> _Document text_:

┄┄┄┄┄┄

Preferably each proximity network uses different predefined criteria to determine the similarity between nodes. Where the items are books, the proximity networks generated at step 702 may include one or more of a content proximity network, a rating proximity network and an author proximity network.
As described above, a content proximity network determines the similarity of two books based on the content of the two books. For example, a content proximity network may determine the similarity of two books based on the number of words the two books have in common. A rating proximity network determines the similarity of two books based on ratings of the books. For example, a rating proximity may determine that two books are more similar if two users have rated the two books the same and less similar if two users have rated the two books differently. An author proximity network determines the similarity of two authors based on the rating of the authors and/or books by the authors.
At step 704, data identifying an item is received. In some cases, the data may also include information identifying a particular user. As described above, this data is typically provided by a service module, such as service module 102, which is configured to provide item services, such as book services, to a plurality of users.
At step 706, a list of recommended items is generated by selecting a plurality of items similar to the identified item using the one or more proximity networks. This may comprise selecting the nodes from the generated proximity network(s) that are connected to the node representing the identified item by a link and have a distance below a predetermined threshold. Where similar items are selected from a plurality of proximity networks the number of items selected from a particular proximity network may be based on a proportion value assigned to that particular proximity network. At step 708, the characteristics of each recommended item are compared to preferences of the identified user. The comparison may comprise comparing criteria characterizing each recommended item to corresponding criteria characterizing the preferences of the identified user. The comparison may involve determining a proximity value for each valid criterion characterizing the preferences of the user. Each proximity value represents the similarity between the valid criterion and the corresponding criterion characterizing the recommended item. Each proximity value may then be summed to generate a distance value for the book. The distance value represents the similarity between the recommended items and the preferences of the user. In some cases each proximity value is multiplied by a weighting factor prior to summing.
As described above, where the items are books the criteria may include, but is not limited to, genre, size, style signature, part of a series, time period, gender, age, price, language and user home location.
At step 710, the recommended items are ordered or ranked based on the comparison to place the items that are most likely to appeal to the identifier user at the top of the list. For example, where a distance value is calculated for each recommended book and the smaller the distance the more similar the books, then the books may be ordered in reverse order according to the distance values.

┄┄┄┄┄┄

> _Written task a_:
Copy the rows exactly, from the first row through the line containing "[[108, 340]]", with both of those lines included.

[Data drawn from a collection]

┄┄┄┄┄┄

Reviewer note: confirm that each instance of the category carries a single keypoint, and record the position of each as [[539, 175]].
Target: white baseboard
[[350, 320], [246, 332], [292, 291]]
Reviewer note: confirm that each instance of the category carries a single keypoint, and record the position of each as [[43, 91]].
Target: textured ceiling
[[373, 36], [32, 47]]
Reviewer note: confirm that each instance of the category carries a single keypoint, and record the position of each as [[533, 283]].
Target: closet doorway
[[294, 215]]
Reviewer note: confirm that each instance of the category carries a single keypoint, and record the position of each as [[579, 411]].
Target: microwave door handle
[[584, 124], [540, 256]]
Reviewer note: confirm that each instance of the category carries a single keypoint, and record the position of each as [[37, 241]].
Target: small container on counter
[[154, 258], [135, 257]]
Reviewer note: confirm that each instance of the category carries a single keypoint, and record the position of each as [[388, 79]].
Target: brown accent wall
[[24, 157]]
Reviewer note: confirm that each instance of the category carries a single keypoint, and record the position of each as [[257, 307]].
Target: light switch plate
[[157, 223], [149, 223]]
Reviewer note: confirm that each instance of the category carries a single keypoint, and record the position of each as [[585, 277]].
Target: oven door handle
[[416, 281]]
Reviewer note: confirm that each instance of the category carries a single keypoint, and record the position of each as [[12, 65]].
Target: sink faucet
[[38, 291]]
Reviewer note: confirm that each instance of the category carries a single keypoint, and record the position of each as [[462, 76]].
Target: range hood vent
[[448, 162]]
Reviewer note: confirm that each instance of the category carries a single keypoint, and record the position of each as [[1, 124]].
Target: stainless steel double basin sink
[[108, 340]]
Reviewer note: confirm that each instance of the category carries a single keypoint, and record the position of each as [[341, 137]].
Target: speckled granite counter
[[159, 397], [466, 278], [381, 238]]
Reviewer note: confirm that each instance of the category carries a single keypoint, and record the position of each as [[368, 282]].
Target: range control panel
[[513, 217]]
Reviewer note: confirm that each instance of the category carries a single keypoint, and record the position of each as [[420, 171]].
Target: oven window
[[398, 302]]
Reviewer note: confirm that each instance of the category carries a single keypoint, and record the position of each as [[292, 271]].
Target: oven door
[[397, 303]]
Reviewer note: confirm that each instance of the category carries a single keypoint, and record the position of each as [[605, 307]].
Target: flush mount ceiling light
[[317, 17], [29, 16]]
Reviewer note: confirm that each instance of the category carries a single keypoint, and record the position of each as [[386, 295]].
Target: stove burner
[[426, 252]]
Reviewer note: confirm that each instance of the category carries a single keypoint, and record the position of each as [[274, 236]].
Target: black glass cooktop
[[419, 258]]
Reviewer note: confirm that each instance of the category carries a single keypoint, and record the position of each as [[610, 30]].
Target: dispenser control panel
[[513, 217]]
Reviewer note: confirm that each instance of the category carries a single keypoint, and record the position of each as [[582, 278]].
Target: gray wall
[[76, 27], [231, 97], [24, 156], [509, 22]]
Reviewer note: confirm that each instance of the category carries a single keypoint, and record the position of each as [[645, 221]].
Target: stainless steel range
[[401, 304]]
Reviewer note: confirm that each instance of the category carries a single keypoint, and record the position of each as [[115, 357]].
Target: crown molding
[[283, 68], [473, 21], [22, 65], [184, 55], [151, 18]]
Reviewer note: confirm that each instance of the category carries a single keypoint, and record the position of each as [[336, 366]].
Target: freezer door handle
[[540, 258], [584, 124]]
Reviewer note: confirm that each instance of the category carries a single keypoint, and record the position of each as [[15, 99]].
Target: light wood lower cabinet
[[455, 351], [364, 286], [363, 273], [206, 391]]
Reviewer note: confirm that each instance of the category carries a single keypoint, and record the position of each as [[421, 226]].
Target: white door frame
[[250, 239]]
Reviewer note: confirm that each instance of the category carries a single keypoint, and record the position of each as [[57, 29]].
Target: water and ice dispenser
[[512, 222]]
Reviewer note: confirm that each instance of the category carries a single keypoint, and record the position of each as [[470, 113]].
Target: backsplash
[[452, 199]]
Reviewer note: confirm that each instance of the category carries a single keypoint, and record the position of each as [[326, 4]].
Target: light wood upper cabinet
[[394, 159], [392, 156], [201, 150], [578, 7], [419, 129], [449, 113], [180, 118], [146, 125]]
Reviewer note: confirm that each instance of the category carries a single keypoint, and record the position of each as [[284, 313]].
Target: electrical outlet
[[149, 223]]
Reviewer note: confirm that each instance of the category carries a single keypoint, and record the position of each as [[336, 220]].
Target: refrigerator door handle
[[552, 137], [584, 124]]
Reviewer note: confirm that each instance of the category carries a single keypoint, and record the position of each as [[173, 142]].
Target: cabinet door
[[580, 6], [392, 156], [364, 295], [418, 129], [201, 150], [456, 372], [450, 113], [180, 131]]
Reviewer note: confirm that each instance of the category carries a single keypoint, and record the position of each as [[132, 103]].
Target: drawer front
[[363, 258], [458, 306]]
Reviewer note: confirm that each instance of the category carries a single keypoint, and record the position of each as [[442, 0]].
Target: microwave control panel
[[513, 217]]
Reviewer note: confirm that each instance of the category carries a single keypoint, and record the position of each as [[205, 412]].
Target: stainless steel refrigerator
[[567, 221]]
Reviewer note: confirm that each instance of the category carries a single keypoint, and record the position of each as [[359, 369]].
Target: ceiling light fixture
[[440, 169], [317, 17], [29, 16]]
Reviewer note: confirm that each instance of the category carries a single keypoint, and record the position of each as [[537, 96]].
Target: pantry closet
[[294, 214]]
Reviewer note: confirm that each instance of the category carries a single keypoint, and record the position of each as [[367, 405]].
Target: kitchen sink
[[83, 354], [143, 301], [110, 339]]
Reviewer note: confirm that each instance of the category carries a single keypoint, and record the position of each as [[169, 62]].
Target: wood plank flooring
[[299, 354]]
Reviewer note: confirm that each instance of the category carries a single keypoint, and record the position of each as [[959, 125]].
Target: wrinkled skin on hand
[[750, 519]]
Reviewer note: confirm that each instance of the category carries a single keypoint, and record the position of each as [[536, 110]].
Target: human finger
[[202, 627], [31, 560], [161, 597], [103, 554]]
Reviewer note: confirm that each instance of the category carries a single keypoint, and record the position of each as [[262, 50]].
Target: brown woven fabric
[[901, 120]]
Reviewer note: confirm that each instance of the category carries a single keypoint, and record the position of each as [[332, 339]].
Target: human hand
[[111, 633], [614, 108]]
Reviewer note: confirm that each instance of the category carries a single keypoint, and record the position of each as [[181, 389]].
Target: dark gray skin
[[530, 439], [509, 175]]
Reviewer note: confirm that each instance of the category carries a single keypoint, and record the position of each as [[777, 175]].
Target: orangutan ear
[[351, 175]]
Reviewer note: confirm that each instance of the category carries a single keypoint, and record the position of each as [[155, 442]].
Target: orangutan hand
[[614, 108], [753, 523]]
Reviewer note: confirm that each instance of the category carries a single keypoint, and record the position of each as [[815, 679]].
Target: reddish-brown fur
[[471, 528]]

┄┄┄┄┄┄

> _Written task b_:
In the recommendation text, what are the recommended items ranked on at step 710, and why are they ranked?

> _Task result a_:
Reviewer note: confirm that each instance of the category carries a single keypoint, and record the position of each as [[539, 175]].
Target: white baseboard
[[350, 320], [246, 332], [292, 291]]
Reviewer note: confirm that each instance of the category carries a single keypoint, and record the position of each as [[43, 91]].
Target: textured ceiling
[[373, 36], [32, 47]]
Reviewer note: confirm that each instance of the category carries a single keypoint, and record the position of each as [[533, 283]].
Target: closet doorway
[[294, 215]]
Reviewer note: confirm that each instance of the category carries a single keypoint, and record the position of each as [[579, 411]].
Target: microwave door handle
[[584, 124], [540, 256]]
Reviewer note: confirm that each instance of the category carries a single keypoint, and record the position of each as [[37, 241]].
Target: small container on counter
[[154, 258], [135, 257]]
Reviewer note: confirm that each instance of the category carries a single keypoint, and record the position of each as [[388, 79]].
Target: brown accent wall
[[24, 157]]
Reviewer note: confirm that each instance of the category carries a single keypoint, and record the position of each as [[257, 307]].
Target: light switch plate
[[157, 223], [149, 223]]
Reviewer note: confirm that each instance of the category carries a single keypoint, and record the position of each as [[585, 277]].
Target: oven door handle
[[416, 281]]
Reviewer note: confirm that each instance of the category carries a single keypoint, and record the position of each as [[12, 65]].
Target: sink faucet
[[38, 291]]
Reviewer note: confirm that each instance of the category carries a single keypoint, and record the position of each as [[462, 76]].
Target: range hood vent
[[448, 162]]
Reviewer note: confirm that each instance of the category carries a single keypoint, and record the position of each as [[1, 124]].
Target: stainless steel double basin sink
[[108, 340]]

> _Task result b_:
At step 710, the recommended items are ordered or ranked based on the step 708 comparison between each item's characteristics and the identified user's preferences. The ranking places the items most likely to appeal to the user at the top of the list.